(Items from a data source)
== == ==

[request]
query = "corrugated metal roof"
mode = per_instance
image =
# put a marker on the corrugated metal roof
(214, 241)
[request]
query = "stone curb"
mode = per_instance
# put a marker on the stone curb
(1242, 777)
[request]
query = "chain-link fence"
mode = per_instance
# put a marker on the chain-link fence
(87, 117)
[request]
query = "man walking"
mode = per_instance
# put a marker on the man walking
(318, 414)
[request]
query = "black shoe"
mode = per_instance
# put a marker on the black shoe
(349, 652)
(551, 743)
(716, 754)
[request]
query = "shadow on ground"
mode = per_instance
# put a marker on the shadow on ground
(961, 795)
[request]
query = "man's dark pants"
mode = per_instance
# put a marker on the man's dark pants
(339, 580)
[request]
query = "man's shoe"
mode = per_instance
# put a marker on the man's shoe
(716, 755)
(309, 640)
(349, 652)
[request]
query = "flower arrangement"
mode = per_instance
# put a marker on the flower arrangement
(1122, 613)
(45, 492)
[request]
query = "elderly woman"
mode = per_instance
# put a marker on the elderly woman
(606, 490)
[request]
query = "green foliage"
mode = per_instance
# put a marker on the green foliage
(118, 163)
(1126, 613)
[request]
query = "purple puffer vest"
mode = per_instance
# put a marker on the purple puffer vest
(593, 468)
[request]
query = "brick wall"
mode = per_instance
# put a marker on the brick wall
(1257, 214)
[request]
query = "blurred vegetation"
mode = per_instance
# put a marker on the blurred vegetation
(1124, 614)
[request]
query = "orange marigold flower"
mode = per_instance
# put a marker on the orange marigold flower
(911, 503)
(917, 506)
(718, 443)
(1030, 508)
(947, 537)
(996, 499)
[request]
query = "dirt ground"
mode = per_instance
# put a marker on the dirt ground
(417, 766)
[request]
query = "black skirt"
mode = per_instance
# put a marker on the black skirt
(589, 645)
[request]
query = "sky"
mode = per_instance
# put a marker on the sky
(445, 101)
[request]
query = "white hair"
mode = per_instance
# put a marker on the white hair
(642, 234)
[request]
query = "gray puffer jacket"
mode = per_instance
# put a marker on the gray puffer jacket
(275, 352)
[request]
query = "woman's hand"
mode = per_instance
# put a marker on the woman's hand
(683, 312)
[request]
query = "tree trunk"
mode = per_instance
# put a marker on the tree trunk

== == ==

### Your objective:
Return each line in the records that holds the string "trunk".

### Your response:
query = "tree trunk"
# put a marker on the tree trunk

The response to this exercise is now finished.